▶ [Task] Lay out the lines of the data below as a numbered list, leaving out any blank lines.
───── Provided records ─────
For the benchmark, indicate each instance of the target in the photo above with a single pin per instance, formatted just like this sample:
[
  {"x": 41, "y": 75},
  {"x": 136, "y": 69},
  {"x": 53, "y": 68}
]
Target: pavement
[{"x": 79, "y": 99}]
─────
▶ [Result for this exercise]
1. For the benchmark, indicate each instance of the target in the photo above with a single pin per instance, formatted just like this sample:
2. [
3.   {"x": 41, "y": 75},
4.   {"x": 136, "y": 69},
5.   {"x": 53, "y": 68}
6. ]
7. Target: pavement
8. [{"x": 79, "y": 99}]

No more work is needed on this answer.